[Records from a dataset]
□ □ □

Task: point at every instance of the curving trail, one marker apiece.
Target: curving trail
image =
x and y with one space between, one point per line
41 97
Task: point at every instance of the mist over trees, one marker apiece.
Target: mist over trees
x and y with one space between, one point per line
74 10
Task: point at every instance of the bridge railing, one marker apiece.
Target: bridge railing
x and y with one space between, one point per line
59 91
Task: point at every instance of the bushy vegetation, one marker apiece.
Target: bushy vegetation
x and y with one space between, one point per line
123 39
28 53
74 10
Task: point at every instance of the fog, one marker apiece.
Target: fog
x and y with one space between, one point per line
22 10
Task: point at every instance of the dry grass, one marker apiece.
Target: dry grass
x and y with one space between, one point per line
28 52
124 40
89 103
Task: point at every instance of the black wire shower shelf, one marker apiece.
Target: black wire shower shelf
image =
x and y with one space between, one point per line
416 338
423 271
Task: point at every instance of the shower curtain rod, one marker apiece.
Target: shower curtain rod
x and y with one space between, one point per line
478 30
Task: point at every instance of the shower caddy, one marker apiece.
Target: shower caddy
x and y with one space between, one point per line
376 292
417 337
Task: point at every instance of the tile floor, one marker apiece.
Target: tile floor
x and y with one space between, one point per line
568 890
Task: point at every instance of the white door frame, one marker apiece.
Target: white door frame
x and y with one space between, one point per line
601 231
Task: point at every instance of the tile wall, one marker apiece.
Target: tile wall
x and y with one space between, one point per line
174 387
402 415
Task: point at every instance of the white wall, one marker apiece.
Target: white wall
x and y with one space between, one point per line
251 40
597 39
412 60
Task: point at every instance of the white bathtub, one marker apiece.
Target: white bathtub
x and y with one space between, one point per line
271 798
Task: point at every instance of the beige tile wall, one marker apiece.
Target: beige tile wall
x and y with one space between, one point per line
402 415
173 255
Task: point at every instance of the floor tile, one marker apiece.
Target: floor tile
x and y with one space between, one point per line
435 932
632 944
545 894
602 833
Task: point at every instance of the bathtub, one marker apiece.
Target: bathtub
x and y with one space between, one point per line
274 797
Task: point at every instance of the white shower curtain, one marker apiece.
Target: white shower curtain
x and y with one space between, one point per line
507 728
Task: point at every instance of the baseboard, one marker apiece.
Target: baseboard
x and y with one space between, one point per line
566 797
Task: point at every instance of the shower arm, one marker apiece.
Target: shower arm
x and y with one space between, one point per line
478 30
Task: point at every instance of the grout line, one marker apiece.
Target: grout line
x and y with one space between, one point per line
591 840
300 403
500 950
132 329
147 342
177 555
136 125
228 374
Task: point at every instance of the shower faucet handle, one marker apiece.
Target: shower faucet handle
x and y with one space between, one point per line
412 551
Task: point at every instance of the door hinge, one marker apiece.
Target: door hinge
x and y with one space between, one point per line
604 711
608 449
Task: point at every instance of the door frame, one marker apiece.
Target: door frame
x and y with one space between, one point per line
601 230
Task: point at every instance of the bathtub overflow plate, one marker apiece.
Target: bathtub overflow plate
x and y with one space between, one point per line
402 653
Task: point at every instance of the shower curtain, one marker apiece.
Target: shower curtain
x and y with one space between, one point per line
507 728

□ □ □

• What is needed:
Write out the lines above exactly, starting with the line that contains "Task: point at every instance of the shower curtain, one" and continuing through the end of the records.

• Complete response:
Task: point at every instance of the shower curtain, one marker apiece.
Target: shower curtain
x and y with one space between, one point per line
507 728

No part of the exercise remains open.